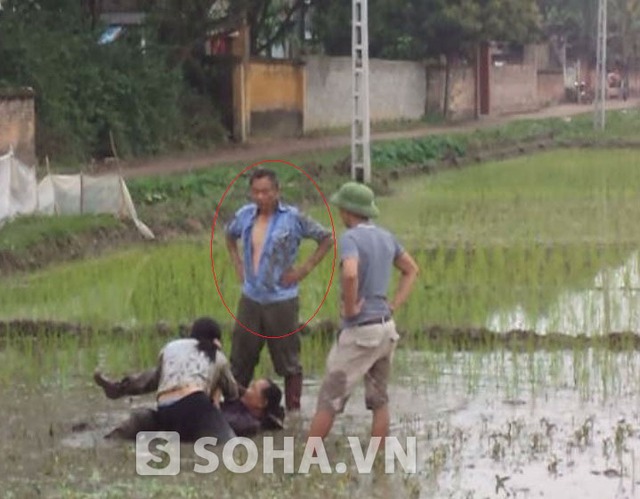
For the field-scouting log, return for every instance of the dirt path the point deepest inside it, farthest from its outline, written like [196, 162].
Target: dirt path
[256, 150]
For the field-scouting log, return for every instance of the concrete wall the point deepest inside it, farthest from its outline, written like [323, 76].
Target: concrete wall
[550, 88]
[18, 124]
[462, 95]
[397, 91]
[274, 98]
[514, 88]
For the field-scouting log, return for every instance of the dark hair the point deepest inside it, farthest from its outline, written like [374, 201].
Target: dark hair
[262, 173]
[205, 330]
[274, 413]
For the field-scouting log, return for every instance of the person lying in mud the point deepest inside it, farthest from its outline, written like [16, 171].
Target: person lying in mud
[186, 384]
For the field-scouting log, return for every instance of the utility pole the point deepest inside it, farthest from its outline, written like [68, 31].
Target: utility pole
[601, 68]
[360, 129]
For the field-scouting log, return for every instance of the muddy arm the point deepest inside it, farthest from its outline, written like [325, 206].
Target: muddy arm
[140, 383]
[227, 383]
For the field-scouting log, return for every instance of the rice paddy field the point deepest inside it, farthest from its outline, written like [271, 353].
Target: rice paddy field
[538, 247]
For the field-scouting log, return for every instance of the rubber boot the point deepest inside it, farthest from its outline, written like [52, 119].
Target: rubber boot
[293, 391]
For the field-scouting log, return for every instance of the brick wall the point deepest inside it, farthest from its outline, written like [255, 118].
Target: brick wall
[17, 124]
[396, 91]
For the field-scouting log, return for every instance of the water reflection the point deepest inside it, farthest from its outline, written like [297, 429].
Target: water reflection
[610, 304]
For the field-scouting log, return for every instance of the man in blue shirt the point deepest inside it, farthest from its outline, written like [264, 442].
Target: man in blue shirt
[271, 233]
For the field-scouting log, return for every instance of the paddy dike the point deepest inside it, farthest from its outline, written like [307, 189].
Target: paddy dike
[431, 337]
[73, 246]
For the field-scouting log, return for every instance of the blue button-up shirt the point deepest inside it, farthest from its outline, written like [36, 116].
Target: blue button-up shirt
[287, 228]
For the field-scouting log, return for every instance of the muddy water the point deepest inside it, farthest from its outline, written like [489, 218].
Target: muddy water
[610, 302]
[499, 424]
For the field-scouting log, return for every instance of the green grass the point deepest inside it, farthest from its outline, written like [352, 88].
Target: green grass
[511, 233]
[25, 232]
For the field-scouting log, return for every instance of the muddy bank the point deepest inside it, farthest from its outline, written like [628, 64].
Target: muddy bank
[170, 219]
[432, 337]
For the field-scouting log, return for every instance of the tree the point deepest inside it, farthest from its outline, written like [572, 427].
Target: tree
[572, 23]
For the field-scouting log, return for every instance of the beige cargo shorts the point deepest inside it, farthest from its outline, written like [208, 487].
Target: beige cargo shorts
[360, 351]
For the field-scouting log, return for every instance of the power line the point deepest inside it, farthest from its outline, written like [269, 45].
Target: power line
[601, 68]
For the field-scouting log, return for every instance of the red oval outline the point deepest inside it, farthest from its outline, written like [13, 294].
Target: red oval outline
[333, 231]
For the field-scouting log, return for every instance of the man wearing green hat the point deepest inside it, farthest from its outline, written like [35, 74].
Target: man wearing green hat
[367, 337]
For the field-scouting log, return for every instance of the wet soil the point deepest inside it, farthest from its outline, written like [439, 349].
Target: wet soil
[432, 337]
[495, 425]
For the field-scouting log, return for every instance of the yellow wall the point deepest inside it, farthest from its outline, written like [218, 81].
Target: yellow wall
[275, 86]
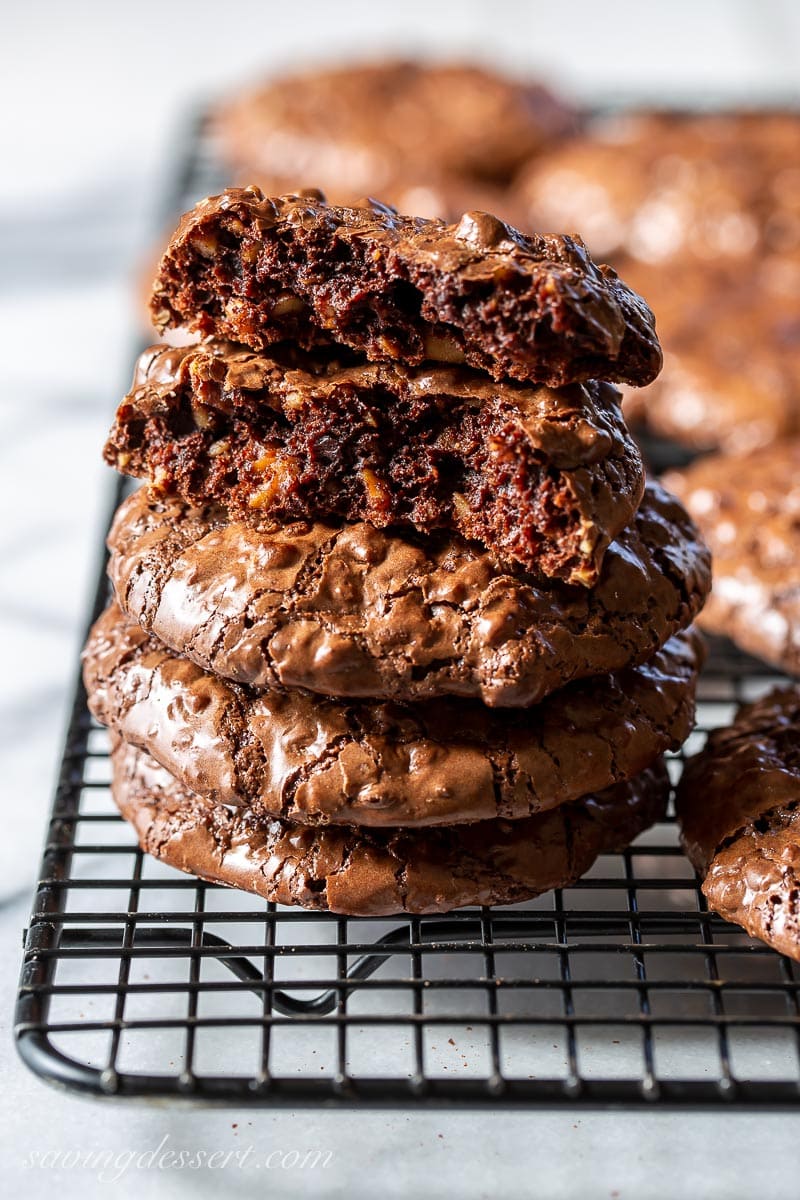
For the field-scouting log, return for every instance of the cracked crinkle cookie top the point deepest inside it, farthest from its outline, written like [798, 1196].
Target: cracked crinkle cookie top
[376, 871]
[536, 307]
[358, 611]
[739, 808]
[310, 759]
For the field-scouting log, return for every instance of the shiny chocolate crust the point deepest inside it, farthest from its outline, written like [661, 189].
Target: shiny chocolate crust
[543, 477]
[371, 873]
[534, 309]
[739, 808]
[747, 509]
[429, 195]
[307, 759]
[356, 127]
[666, 187]
[360, 612]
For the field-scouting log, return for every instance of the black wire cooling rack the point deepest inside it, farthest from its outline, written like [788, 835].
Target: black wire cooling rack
[623, 990]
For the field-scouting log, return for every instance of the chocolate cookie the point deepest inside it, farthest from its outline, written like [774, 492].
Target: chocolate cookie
[355, 129]
[534, 309]
[358, 611]
[541, 475]
[732, 355]
[747, 510]
[432, 195]
[306, 759]
[376, 873]
[739, 808]
[669, 187]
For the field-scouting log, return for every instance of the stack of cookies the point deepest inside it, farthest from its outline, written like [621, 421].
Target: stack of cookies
[397, 623]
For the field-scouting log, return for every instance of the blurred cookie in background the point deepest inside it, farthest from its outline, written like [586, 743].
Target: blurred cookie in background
[702, 214]
[732, 355]
[371, 129]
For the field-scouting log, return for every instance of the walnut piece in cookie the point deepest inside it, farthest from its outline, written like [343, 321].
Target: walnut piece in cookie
[394, 288]
[543, 477]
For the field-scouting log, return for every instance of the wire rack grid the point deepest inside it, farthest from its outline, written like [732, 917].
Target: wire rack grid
[623, 990]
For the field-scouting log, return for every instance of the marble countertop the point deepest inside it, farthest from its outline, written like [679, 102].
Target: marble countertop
[84, 150]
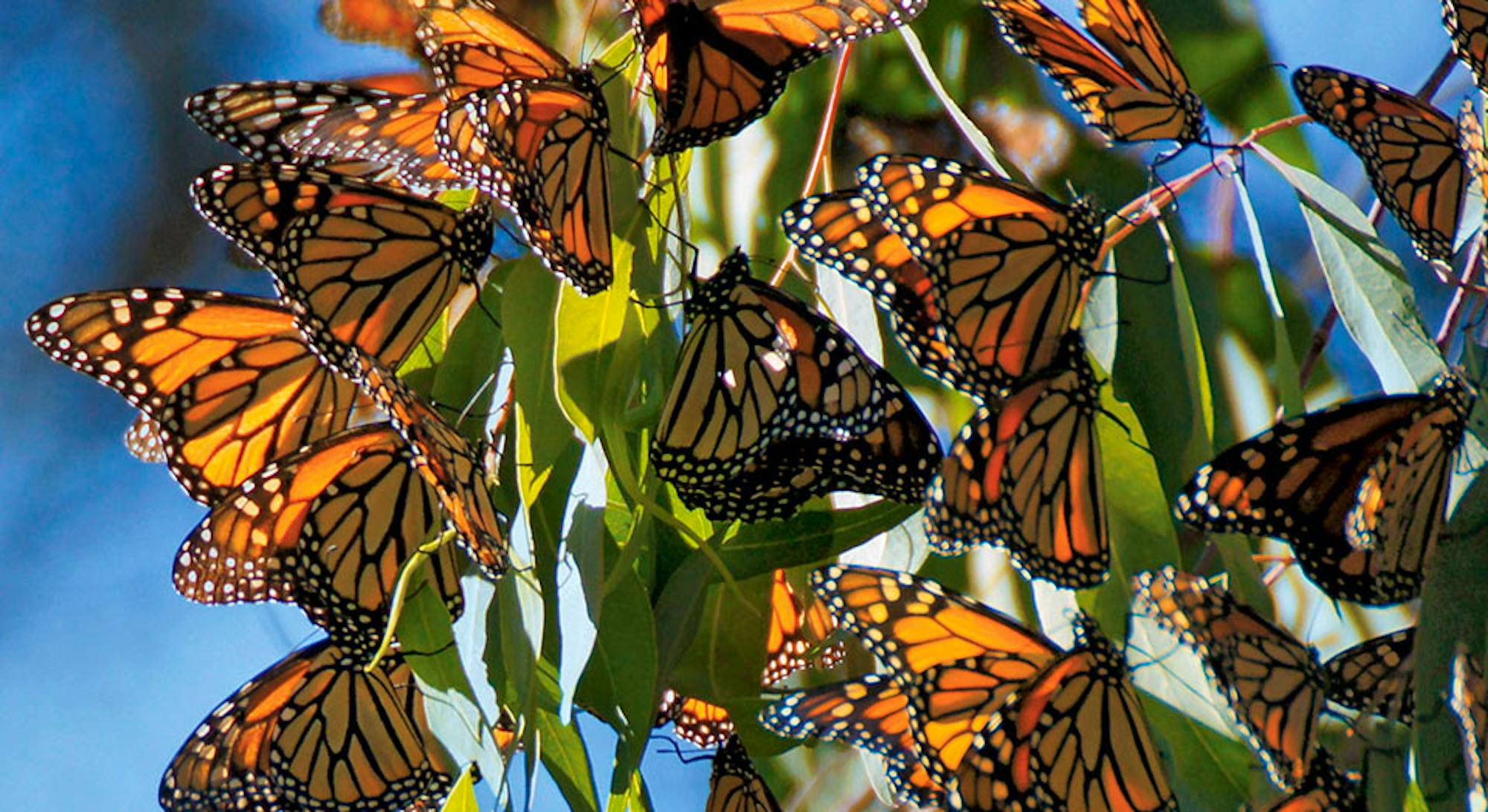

★ ★ ★ ★ ★

▶ [Work required] Count the lines in the records above that contain the word "blue", treating uppercase and lowercase letters as distinct. Give only the number.

▶ [Written answer] 4